** begin PROVIDED MATERIAL **
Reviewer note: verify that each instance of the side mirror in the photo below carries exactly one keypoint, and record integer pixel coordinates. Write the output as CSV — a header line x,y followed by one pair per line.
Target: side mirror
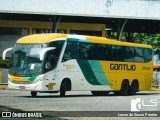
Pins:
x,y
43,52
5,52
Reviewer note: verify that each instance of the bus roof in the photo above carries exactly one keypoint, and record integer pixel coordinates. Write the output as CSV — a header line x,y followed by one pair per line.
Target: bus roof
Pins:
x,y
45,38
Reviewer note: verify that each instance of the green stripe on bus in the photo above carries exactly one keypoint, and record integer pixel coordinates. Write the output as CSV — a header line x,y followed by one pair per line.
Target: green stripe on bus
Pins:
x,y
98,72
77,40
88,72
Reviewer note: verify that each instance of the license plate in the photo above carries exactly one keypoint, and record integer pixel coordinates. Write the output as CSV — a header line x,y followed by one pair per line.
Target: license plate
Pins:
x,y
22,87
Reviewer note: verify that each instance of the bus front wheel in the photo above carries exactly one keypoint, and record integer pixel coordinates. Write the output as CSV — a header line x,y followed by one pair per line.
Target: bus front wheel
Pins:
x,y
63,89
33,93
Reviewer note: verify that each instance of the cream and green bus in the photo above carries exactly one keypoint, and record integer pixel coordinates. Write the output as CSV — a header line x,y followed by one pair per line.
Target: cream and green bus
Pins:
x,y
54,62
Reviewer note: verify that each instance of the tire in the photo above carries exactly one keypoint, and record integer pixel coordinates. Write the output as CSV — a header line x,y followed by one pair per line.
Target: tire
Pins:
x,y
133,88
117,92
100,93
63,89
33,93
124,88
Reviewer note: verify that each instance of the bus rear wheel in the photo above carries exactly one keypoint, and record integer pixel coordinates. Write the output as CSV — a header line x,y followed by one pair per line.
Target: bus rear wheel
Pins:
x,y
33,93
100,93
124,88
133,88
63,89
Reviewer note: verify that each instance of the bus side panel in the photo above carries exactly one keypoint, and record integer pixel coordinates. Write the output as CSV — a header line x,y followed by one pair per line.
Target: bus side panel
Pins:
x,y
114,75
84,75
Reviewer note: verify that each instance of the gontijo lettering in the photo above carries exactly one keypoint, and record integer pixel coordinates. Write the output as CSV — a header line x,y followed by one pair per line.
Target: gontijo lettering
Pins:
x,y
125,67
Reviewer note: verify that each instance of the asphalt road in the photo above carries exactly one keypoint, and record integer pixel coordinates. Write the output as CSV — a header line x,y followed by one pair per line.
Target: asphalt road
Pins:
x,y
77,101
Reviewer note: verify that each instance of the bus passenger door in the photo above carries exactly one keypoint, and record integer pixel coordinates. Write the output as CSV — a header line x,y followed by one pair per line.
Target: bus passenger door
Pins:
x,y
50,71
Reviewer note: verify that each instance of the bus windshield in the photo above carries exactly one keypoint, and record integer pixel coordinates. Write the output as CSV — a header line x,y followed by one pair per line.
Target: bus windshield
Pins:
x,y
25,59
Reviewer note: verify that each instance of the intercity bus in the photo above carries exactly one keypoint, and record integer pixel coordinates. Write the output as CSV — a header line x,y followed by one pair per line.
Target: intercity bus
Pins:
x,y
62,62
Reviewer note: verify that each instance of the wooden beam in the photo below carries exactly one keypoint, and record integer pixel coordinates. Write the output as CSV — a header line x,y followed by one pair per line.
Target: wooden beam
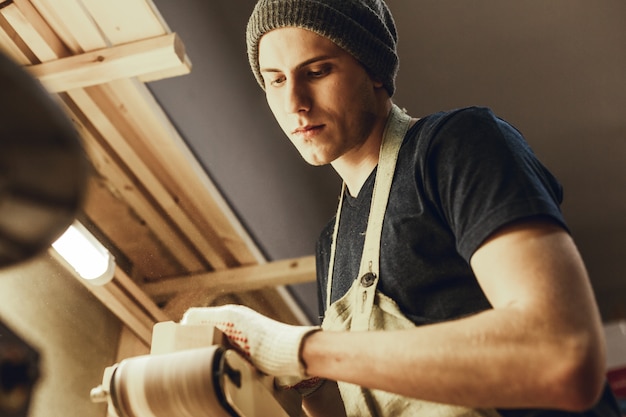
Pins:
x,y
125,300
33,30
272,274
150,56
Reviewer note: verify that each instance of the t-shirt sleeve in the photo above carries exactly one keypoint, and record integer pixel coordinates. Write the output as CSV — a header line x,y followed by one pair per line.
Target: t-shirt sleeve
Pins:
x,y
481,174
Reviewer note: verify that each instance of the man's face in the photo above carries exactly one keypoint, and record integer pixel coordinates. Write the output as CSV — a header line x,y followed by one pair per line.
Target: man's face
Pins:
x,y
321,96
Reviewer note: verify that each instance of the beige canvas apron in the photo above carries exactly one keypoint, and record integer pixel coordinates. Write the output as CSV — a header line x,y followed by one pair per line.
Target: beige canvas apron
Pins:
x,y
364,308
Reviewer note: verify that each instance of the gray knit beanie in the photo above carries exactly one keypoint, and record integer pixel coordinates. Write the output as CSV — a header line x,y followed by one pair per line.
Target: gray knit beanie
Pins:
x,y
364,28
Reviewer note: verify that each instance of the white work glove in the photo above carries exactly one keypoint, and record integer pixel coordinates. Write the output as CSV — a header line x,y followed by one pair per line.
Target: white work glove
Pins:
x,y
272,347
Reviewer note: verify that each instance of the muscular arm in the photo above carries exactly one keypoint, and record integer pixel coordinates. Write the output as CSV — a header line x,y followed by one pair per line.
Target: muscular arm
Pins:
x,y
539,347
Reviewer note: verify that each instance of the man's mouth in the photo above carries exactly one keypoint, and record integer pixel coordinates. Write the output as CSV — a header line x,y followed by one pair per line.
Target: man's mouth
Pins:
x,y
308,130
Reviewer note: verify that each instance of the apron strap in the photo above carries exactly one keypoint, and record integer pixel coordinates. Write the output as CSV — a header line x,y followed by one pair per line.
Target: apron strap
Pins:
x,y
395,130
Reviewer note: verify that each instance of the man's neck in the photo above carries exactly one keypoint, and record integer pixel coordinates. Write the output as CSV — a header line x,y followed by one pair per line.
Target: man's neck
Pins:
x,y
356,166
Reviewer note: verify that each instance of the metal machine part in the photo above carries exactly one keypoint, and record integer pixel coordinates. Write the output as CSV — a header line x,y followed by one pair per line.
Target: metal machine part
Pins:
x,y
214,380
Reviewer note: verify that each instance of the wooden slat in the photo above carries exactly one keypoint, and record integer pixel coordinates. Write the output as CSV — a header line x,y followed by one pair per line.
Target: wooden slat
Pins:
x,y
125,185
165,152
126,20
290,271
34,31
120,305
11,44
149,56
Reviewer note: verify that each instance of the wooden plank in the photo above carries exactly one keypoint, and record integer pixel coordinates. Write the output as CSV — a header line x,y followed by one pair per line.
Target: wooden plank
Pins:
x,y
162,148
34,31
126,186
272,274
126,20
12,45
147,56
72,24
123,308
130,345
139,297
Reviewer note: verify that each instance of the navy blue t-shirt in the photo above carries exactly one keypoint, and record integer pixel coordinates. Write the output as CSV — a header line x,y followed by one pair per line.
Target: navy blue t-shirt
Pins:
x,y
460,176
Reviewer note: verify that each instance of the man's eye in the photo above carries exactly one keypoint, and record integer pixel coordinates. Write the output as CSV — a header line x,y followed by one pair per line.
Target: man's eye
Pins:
** end PROVIDED MATERIAL **
** begin PROVIDED MATERIAL **
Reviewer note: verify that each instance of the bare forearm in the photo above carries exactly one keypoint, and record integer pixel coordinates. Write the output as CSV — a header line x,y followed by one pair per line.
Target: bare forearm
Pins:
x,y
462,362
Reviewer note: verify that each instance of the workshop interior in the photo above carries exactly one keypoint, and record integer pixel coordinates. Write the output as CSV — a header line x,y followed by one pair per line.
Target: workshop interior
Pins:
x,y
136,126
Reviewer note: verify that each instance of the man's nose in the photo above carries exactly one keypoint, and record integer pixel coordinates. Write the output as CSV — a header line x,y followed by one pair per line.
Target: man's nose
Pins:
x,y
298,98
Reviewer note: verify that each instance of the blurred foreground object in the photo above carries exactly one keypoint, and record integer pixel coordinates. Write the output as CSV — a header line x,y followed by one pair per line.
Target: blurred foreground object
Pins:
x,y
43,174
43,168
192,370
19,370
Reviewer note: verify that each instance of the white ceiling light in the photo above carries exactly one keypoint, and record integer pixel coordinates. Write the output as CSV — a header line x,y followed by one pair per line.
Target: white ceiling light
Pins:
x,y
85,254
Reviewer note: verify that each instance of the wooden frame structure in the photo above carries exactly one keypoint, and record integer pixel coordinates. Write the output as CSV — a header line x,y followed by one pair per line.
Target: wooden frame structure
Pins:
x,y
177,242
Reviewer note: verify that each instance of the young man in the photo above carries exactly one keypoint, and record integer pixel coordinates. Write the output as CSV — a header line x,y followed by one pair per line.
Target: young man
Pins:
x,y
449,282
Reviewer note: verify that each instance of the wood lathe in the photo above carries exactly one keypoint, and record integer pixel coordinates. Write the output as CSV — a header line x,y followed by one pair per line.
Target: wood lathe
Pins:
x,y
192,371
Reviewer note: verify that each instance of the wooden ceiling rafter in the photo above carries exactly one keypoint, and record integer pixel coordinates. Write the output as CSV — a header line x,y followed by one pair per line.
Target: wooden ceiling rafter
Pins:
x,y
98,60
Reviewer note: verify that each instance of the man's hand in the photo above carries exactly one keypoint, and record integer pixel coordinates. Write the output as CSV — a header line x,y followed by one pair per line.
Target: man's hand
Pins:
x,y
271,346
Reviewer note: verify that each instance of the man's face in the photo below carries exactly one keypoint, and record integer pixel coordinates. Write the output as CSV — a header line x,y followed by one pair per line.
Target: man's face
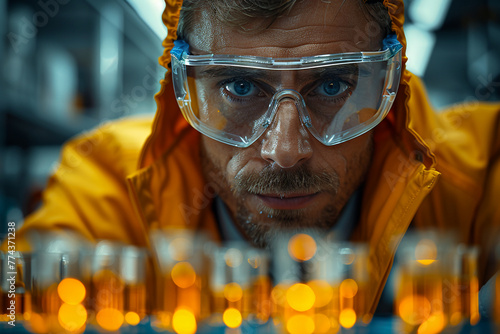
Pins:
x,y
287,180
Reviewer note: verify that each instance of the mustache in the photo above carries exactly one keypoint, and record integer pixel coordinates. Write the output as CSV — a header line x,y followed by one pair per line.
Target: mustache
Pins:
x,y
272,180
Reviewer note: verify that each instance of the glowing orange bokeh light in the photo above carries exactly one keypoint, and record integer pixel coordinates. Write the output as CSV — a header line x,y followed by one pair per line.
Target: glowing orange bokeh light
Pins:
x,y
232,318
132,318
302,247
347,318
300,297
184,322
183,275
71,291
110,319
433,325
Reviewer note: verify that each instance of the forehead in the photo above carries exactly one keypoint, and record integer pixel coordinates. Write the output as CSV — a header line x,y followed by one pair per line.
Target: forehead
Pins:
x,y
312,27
** end PROVIDED MATERIAL **
* _THE EXERCISE_: Collect every line in the records above that contains the word "glove", and copy each one in full.

* _RESULT_:
Reviewer note: verify that each instance of the white work glove in the photo above carries exactly one keypoint, and record integer pixel coordinates. Write the output as CSV — a header line x,y followed by one pair per line.
Target: white work glove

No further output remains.